§ Document extract
As part of a rolling effort to create a more "clean" product, Dunkin' Donuts will alter its recipes to remove all artificial dyes from its baked goods.

The company originally announced the move in March, but decided to speed up the process as a New Year's resolution this week. The dyes have already been removed from all doughnuts sold in the United States, both at their own locations and in restaurants and stores. The chain said that its goal was to "meet the evolving needs of our guests, including their preference for more nutritional transparency and simpler ingredients, while maintaining the great taste and fun, vibrant colors expected from Dunkin’ Donuts." 

"Our biggest challenge was replacing the artificial dyes in donuts with fruit juices and other extracts while balancing the flavor profile and bright colors. It took years of research and development to get it just right, and we couldn’t be happier with the final product," wrote Rick Golden, Dunkin' Brands "manager of donut excellence," in a blog post. (Homer Simpson will be so relieved that his favorite neon pink doughnut has been saved!)

By the end of the year, the company's entire menu will feature cleaner ingredients, including frozen drinks. The pastry chain is joining a growing number of companies making the decision to remove dyes. In 2015 Nestle took out artificial coloring from 250 chocolate products, and General Mills did the same for its Lucky Charms cereal and other products, CNN reported. 

Most artificial food coloring is used strictly for cosmetic purposes, and some studies based on animal research have shown serious health effects, according to CNN. The FDA allows for the use of artificial food dyes if manufacturers meet safety requirements.

§ Set problem A
Answer these questions using the Dunkin' Donuts article:
(i) In what month did the company first announce the move?
(ii) What replaced the artificial dyes in the doughnuts?
(iii) In 2015, how many chocolate products had artificial coloring removed by Nestle?
§ Set problem B
Duplicate the stretch of the Dunkin' Donuts article from "By the end of" through "meet safety requirements.".
Rely only on the Dunkin' Donuts article for what comes next.

§ Data segment
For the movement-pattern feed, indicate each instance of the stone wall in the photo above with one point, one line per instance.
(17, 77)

§ Full response A
(i) March
(ii) Fruit juices and other extracts
(iii) 250

§ Full response B
By the end of the year, the company's entire menu will feature cleaner ingredients, including frozen drinks. The pastry chain is joining a growing number of companies making the decision to remove dyes. In 2015 Nestle took out artificial coloring from 250 chocolate products, and General Mills did the same for its Lucky Charms cereal and other products, CNN reported. 

Most artificial food coloring is used strictly for cosmetic purposes, and some studies based on animal research have shown serious health effects, according to CNN. The FDA allows for the use of artificial food dyes if manufacturers meet safety requirements.